Please copy the passage on the history of Cartaxo word for word, from "Oral tradition suggests" up to and including "to this story.".

- **Reading text**
==========
In written and oral history, the territory of Cartaxo was an important point in the interior of the country. A Roman road, crossing Alenquer (Lerabriga), connected ancient Olissipo (Lisbon) to Santarém (Scallabis) through the territory of Cartaxo. Yet, before the Romans, other civilizations settled in the region, establishing castros in Vila Nova de São Pedro, Vale do Tejo or in the areas of Muge.

Situated in the plains of the Ribatejo, Cartaxo was a battleground between Muslim and the Christians. Due to its proximity to Santarém, it was one of the centres disputed between Muslim and Christian forces for years, resulting in the destruction of Cartaxo. King Sancho II of Portugal found it necessary to repopulate the area, since it was located in a privileged position with fertile lands. He, therefore, assigned the land of Cartaxinho (today Ribeira do Cartaxo) to Pedro Pacheco, who was responsible for constructing a shelter for the poor, a task that neither Pedro Pacheco nor his descendants would accomplish.

Oral tradition suggests that the name Cartaxo was given to the lands by Queen Elizabeth of Portugal who, on a journey to the Monastery of Almoster, stopped to rest and quench her thirst. Alongside a spring, she was surprised by the beautiful song of an unfamiliar bird. Asking one of the peasants about the songbird, the serf responded that the song came from a bird of the kind called cartaxos or cartaxinhos. Enchanted by the place, the Queen ordered that the land, then called Lugar da Fonte, receive the name Lugar do Cartaxo. It is unclear whether there is any truth to this story.
==========
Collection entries
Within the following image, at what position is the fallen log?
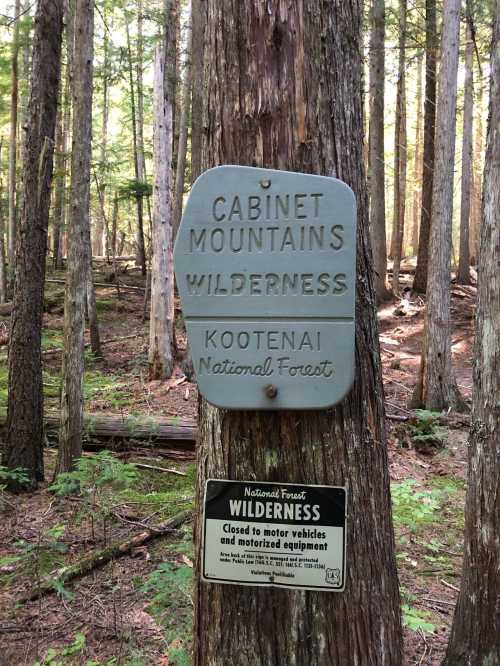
[19,510,192,603]
[0,413,197,451]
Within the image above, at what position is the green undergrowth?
[391,475,465,592]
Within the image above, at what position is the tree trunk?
[191,0,205,183]
[470,63,483,264]
[149,14,175,379]
[413,0,462,412]
[174,2,193,238]
[0,143,7,304]
[391,0,407,295]
[52,55,71,270]
[413,0,438,293]
[8,0,21,280]
[94,15,109,256]
[4,0,63,485]
[444,0,500,666]
[126,23,146,275]
[58,0,94,472]
[194,0,402,666]
[411,54,423,255]
[457,16,474,284]
[369,0,389,302]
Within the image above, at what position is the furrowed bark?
[194,0,402,666]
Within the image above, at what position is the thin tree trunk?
[194,0,403,666]
[174,0,193,238]
[52,61,69,270]
[149,19,175,379]
[369,0,389,302]
[457,16,474,284]
[413,0,438,292]
[8,0,21,280]
[470,65,483,264]
[0,143,7,303]
[94,14,109,256]
[126,23,146,275]
[391,0,407,295]
[191,0,205,183]
[57,0,94,472]
[413,0,463,412]
[410,54,423,255]
[443,0,500,666]
[3,0,63,486]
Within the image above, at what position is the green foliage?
[142,562,193,666]
[401,604,436,633]
[118,178,152,199]
[391,479,439,532]
[34,633,90,666]
[409,409,447,449]
[49,451,137,541]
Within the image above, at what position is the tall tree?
[194,0,402,666]
[174,0,193,238]
[8,0,21,278]
[4,0,63,485]
[470,80,483,263]
[0,139,7,303]
[369,0,389,302]
[94,12,110,261]
[149,0,175,379]
[413,0,461,412]
[444,0,500,666]
[191,0,205,183]
[391,0,407,294]
[410,53,423,254]
[457,8,474,284]
[125,23,146,275]
[413,0,438,292]
[58,0,94,472]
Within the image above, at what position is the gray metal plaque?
[174,166,356,409]
[201,479,346,592]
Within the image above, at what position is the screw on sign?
[174,166,356,410]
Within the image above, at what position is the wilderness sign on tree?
[175,166,356,410]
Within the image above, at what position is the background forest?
[0,0,500,666]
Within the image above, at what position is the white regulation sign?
[202,479,346,592]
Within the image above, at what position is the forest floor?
[0,262,475,666]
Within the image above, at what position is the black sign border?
[201,478,347,592]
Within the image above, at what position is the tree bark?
[0,139,7,304]
[411,54,423,255]
[57,0,94,472]
[470,77,483,264]
[369,0,389,302]
[174,2,193,238]
[8,0,21,280]
[194,0,402,666]
[444,0,500,666]
[94,10,109,259]
[391,0,407,295]
[126,23,146,275]
[457,15,474,284]
[191,0,205,183]
[413,0,463,412]
[4,0,63,486]
[413,0,438,293]
[149,0,175,379]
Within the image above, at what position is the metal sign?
[202,480,346,592]
[174,166,356,409]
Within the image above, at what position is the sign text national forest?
[175,166,356,409]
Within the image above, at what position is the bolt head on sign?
[174,166,356,410]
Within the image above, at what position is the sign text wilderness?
[175,167,355,409]
[202,480,346,591]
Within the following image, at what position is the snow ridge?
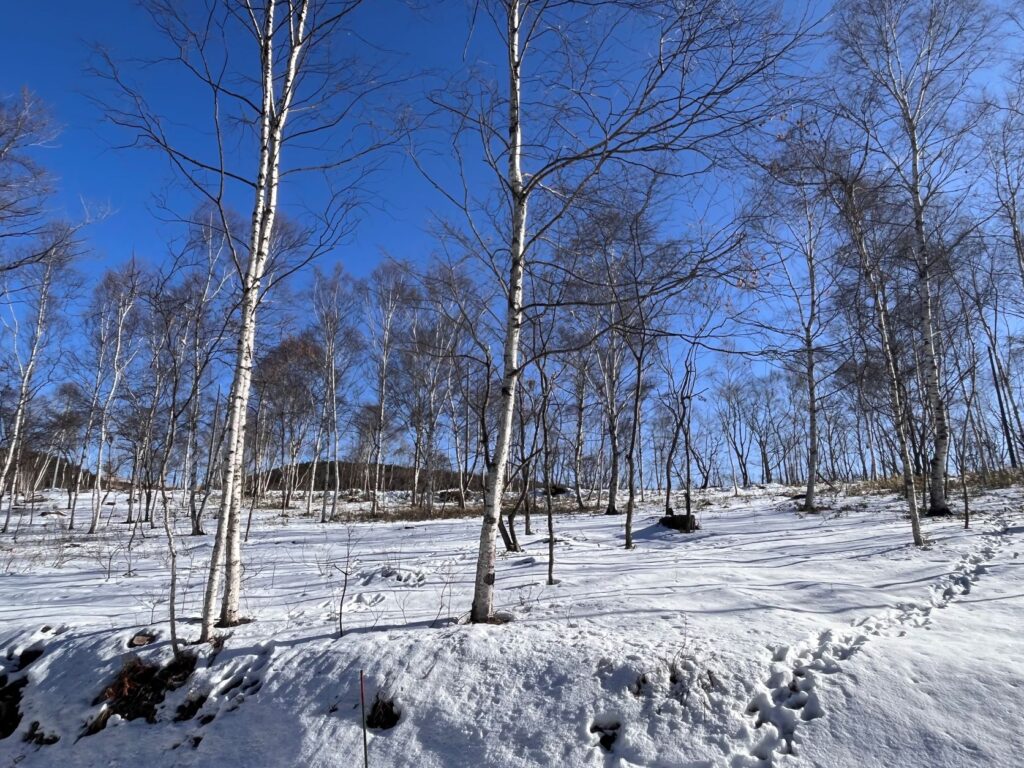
[729,511,1010,768]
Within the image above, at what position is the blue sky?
[0,0,475,282]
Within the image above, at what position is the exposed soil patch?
[0,675,29,738]
[82,653,196,736]
[590,720,623,752]
[367,691,401,730]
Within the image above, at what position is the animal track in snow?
[731,513,1009,768]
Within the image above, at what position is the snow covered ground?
[0,488,1024,768]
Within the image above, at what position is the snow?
[0,487,1024,768]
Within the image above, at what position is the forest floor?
[0,487,1024,768]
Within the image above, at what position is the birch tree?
[425,0,801,622]
[834,0,993,514]
[99,0,387,640]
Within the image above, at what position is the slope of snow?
[0,488,1024,767]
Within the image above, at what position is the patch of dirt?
[82,653,196,736]
[590,719,623,752]
[25,720,60,746]
[367,691,401,730]
[0,675,29,738]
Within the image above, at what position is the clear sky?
[0,0,468,282]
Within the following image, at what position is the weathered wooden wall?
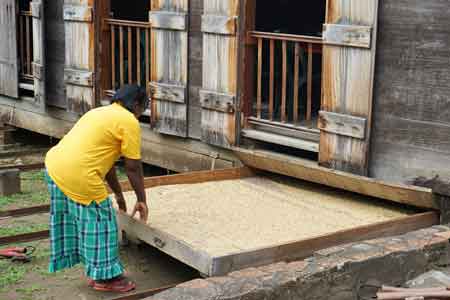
[371,0,450,182]
[45,0,67,109]
[188,0,203,139]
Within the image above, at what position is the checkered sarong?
[46,171,123,280]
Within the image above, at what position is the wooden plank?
[319,0,379,176]
[120,167,255,192]
[256,39,263,119]
[63,0,97,115]
[0,204,50,218]
[150,82,186,104]
[210,212,439,276]
[117,211,212,274]
[319,111,367,139]
[306,44,313,121]
[234,148,439,209]
[150,0,189,137]
[119,26,125,86]
[202,15,237,35]
[323,24,372,49]
[136,28,141,86]
[269,40,275,120]
[30,0,47,111]
[293,43,300,124]
[127,27,133,84]
[150,11,187,31]
[200,90,236,113]
[64,69,94,87]
[0,0,19,98]
[281,41,287,122]
[201,0,240,148]
[64,4,93,23]
[111,25,116,90]
[241,129,319,153]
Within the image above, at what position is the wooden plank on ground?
[211,212,439,276]
[121,167,255,191]
[235,148,438,209]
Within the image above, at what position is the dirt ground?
[0,171,198,300]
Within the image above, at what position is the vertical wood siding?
[319,0,378,175]
[64,0,95,114]
[201,0,239,147]
[150,0,189,137]
[31,0,47,110]
[0,0,19,98]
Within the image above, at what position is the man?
[45,85,148,292]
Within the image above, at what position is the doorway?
[243,0,326,152]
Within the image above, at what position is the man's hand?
[115,193,127,213]
[131,202,148,223]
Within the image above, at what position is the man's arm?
[125,158,148,222]
[105,166,127,212]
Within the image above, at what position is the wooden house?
[0,0,450,188]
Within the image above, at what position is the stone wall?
[147,225,450,300]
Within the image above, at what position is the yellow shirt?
[45,104,141,205]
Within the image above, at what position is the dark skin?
[105,104,148,222]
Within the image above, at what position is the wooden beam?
[234,148,439,209]
[118,167,255,192]
[210,212,439,276]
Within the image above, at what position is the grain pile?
[118,177,411,256]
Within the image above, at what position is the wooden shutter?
[319,0,378,175]
[30,0,46,110]
[64,0,95,114]
[150,0,189,137]
[200,0,239,147]
[0,0,19,98]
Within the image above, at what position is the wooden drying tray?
[118,167,439,276]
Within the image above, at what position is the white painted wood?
[150,0,189,137]
[150,82,187,104]
[319,111,367,140]
[64,69,94,87]
[30,0,47,111]
[64,5,93,23]
[200,0,240,148]
[64,0,96,115]
[0,0,19,98]
[323,24,372,49]
[200,90,236,113]
[319,0,379,176]
[150,11,188,31]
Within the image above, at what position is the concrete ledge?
[147,225,450,300]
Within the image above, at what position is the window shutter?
[64,0,95,114]
[319,0,378,176]
[30,0,46,110]
[150,0,189,137]
[200,0,239,148]
[0,0,19,98]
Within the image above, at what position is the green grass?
[0,260,27,292]
[0,222,48,236]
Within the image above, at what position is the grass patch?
[0,260,27,292]
[0,223,48,236]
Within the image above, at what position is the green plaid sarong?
[46,174,124,280]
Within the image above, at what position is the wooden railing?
[104,19,151,95]
[18,11,33,81]
[249,31,323,124]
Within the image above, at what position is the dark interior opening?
[252,0,326,128]
[111,0,150,22]
[256,0,326,36]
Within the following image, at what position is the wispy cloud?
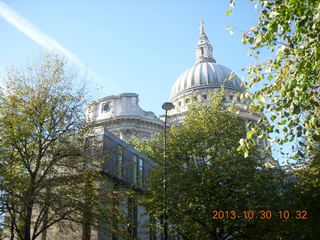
[0,1,101,79]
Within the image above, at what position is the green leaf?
[226,8,232,16]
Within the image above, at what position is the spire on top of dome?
[196,20,216,64]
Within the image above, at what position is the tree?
[229,0,320,158]
[0,55,127,240]
[130,91,281,239]
[228,0,320,239]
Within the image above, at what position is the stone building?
[88,21,260,140]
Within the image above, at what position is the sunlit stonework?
[88,21,259,140]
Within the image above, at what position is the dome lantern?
[196,20,216,64]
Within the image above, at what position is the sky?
[0,0,288,163]
[0,0,257,112]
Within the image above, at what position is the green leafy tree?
[231,0,320,158]
[135,91,282,239]
[228,0,320,239]
[0,55,129,240]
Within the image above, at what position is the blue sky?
[0,0,288,162]
[0,0,257,115]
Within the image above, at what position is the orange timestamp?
[211,210,308,220]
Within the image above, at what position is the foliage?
[0,55,129,240]
[132,91,281,239]
[229,0,320,239]
[226,0,320,158]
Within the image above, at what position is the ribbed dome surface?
[170,62,245,101]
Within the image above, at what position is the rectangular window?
[128,198,138,239]
[132,155,138,184]
[117,147,124,177]
[138,158,144,187]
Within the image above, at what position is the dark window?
[128,198,138,239]
[132,155,138,184]
[117,147,124,177]
[137,158,144,187]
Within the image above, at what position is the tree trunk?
[23,201,33,240]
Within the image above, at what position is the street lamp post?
[162,102,174,240]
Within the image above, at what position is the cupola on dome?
[169,21,245,102]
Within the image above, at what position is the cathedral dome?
[169,21,245,102]
[170,61,244,101]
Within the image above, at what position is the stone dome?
[169,21,245,102]
[169,61,245,101]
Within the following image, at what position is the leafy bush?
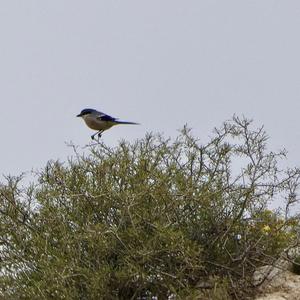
[0,117,300,299]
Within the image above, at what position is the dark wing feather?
[98,113,117,122]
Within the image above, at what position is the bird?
[76,108,139,140]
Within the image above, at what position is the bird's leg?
[91,130,103,140]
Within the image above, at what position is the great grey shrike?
[77,108,139,140]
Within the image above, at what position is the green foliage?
[0,118,299,299]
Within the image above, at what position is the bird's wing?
[97,111,117,122]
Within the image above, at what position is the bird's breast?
[84,116,114,130]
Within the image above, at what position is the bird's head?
[76,108,95,117]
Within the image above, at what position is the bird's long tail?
[116,121,140,125]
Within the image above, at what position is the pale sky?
[0,0,300,175]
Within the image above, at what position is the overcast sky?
[0,0,300,175]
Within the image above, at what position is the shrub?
[0,117,300,299]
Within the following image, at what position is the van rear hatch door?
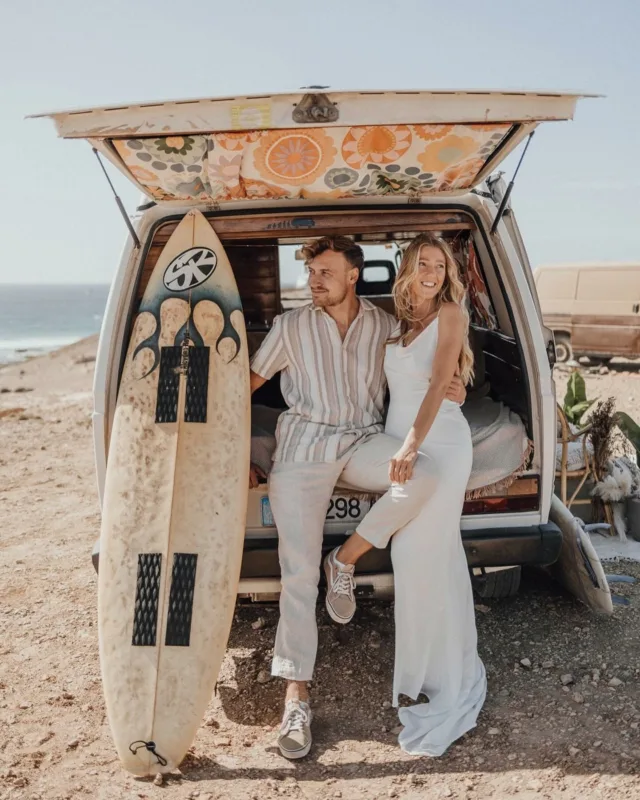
[28,91,585,205]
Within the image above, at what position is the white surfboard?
[548,495,613,614]
[98,210,251,775]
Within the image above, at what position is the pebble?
[213,736,231,747]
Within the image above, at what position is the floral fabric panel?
[112,123,511,202]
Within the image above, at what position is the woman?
[337,234,486,756]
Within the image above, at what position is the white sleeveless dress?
[384,318,487,756]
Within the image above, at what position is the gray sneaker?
[278,700,312,758]
[324,547,356,625]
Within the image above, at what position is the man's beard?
[313,289,348,308]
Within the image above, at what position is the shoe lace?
[331,570,356,600]
[282,703,309,733]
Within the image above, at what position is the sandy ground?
[0,339,640,800]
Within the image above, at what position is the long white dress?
[384,318,487,756]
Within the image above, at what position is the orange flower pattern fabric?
[111,123,510,202]
[342,125,412,169]
[254,129,337,186]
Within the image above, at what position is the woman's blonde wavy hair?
[391,233,473,386]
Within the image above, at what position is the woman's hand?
[249,462,267,489]
[389,442,418,483]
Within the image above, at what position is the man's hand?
[249,462,267,489]
[389,442,418,483]
[445,375,467,406]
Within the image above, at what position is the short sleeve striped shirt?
[251,299,396,461]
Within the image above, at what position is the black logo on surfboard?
[162,247,218,292]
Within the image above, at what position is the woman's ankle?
[285,681,309,703]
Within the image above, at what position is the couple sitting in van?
[250,234,486,758]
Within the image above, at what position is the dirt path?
[0,342,640,800]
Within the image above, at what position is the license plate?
[261,494,371,528]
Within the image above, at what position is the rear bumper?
[238,522,562,580]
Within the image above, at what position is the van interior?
[131,206,539,515]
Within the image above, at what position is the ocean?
[0,284,109,364]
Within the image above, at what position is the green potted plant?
[615,411,640,541]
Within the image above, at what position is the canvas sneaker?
[278,700,312,758]
[324,547,356,625]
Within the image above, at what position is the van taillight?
[462,476,540,516]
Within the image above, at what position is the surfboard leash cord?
[129,739,169,767]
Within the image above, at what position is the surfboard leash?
[129,739,169,767]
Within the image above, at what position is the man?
[250,236,465,758]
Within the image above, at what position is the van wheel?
[555,333,573,364]
[471,567,522,600]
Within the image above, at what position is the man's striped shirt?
[251,299,397,461]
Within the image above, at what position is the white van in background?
[534,262,640,363]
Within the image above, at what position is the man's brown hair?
[302,236,364,270]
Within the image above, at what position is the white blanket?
[462,397,532,499]
[251,397,531,499]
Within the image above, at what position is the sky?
[0,0,640,290]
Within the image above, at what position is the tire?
[554,333,573,364]
[471,567,522,600]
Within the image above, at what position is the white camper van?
[36,90,596,599]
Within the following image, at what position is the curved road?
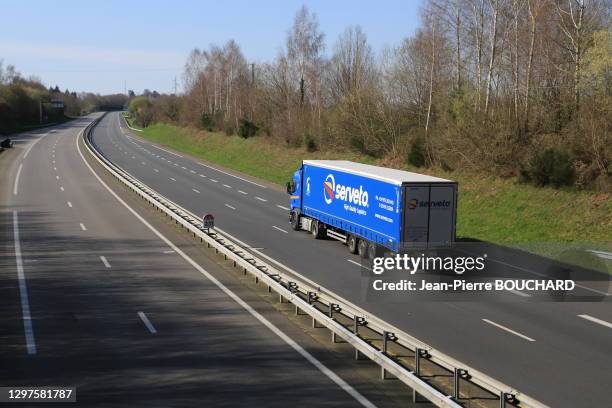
[0,116,400,407]
[89,113,612,407]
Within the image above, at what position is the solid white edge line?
[100,255,110,268]
[13,163,23,195]
[76,122,376,408]
[482,319,535,341]
[13,210,36,354]
[347,258,372,271]
[138,312,157,334]
[578,314,612,329]
[272,225,289,234]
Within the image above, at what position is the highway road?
[93,113,612,407]
[0,115,416,407]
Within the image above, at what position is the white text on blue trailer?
[287,160,457,258]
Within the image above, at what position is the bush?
[304,133,318,153]
[521,148,574,187]
[238,119,259,139]
[200,113,214,132]
[408,137,425,167]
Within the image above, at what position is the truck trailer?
[287,160,458,258]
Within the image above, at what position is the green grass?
[2,116,75,136]
[123,114,142,130]
[139,124,612,256]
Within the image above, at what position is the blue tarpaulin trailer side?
[288,160,457,252]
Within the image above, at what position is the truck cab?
[287,167,303,231]
[287,167,302,211]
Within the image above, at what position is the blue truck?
[287,160,458,258]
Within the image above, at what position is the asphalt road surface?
[0,115,416,407]
[91,113,612,407]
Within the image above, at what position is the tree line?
[0,60,128,133]
[139,0,612,189]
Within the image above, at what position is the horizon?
[0,0,422,95]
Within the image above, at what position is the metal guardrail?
[83,116,547,408]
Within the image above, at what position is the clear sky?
[0,0,422,94]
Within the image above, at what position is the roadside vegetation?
[139,124,612,250]
[0,59,127,134]
[129,0,612,252]
[131,0,612,192]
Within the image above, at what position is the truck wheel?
[311,221,325,239]
[357,239,368,259]
[368,242,380,259]
[289,212,300,231]
[346,234,359,254]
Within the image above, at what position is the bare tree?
[485,0,500,117]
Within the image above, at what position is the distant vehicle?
[287,160,458,258]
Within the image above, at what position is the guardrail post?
[380,330,389,380]
[412,347,422,404]
[453,367,461,400]
[353,316,361,360]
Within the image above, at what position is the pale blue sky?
[0,0,422,94]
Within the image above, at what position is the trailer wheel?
[289,211,300,231]
[310,220,325,239]
[346,234,359,254]
[368,242,380,259]
[357,239,369,259]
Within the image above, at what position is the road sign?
[202,214,215,229]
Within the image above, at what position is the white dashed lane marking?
[100,255,110,268]
[578,315,612,329]
[482,319,535,341]
[272,225,289,234]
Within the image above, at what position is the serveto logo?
[408,198,451,210]
[323,174,368,207]
[323,174,336,204]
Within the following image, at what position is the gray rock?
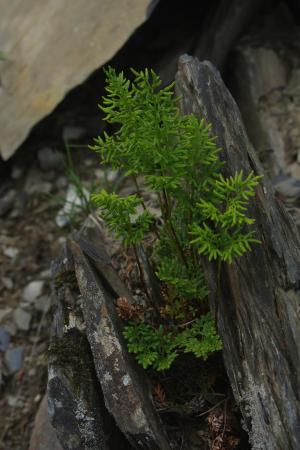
[0,306,12,323]
[274,177,300,198]
[55,184,90,228]
[37,147,64,170]
[3,321,17,336]
[3,247,20,259]
[29,396,63,450]
[14,308,31,331]
[34,295,50,313]
[62,125,86,142]
[22,280,45,303]
[4,347,24,375]
[0,189,16,217]
[0,327,10,352]
[47,246,117,450]
[0,0,149,159]
[10,166,23,180]
[2,277,14,290]
[71,241,170,450]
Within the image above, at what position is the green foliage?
[124,322,177,370]
[92,68,259,370]
[124,313,222,371]
[92,190,154,246]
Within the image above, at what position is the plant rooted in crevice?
[92,68,259,370]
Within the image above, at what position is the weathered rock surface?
[29,396,63,450]
[177,56,300,450]
[0,0,149,159]
[228,3,300,179]
[47,244,116,450]
[71,237,170,450]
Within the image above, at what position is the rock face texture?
[176,55,300,450]
[0,0,149,159]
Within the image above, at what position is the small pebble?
[3,247,20,259]
[37,147,64,171]
[62,125,86,142]
[34,295,50,313]
[0,306,12,323]
[10,166,23,180]
[0,327,10,352]
[2,277,14,290]
[0,189,17,217]
[14,308,31,331]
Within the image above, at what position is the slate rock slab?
[71,241,170,450]
[0,0,149,159]
[29,396,63,450]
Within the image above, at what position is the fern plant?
[92,68,259,370]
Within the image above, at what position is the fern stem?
[132,175,160,239]
[132,244,159,316]
[215,259,222,329]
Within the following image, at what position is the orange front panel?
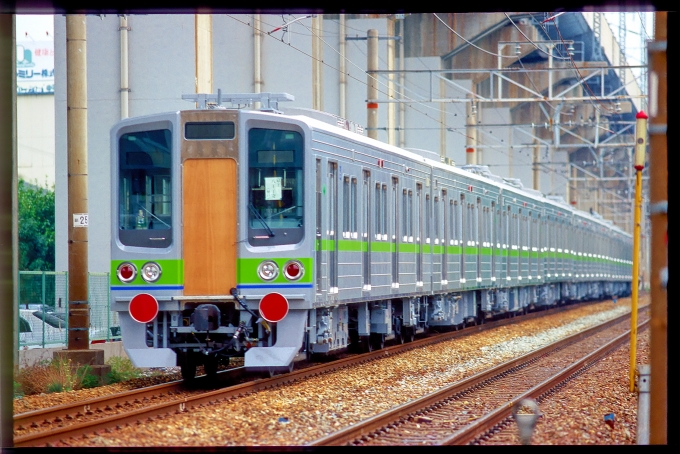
==========
- **Response area**
Oral tradition suggests that the name Cartaxo was given to the lands by Queen Elizabeth of Portugal who, on a journey to the Monastery of Almoster, stopped to rest and quench her thirst. Alongside a spring, she was surprised by the beautiful song of an unfamiliar bird. Asking one of the peasants about the songbird, the serf responded that the song came from a bird of the kind called cartaxos or cartaxinhos. Enchanted by the place, the Queen ordered that the land, then called Lugar da Fonte, receive the name Lugar do Cartaxo. It is unclear whether there is any truth to this story.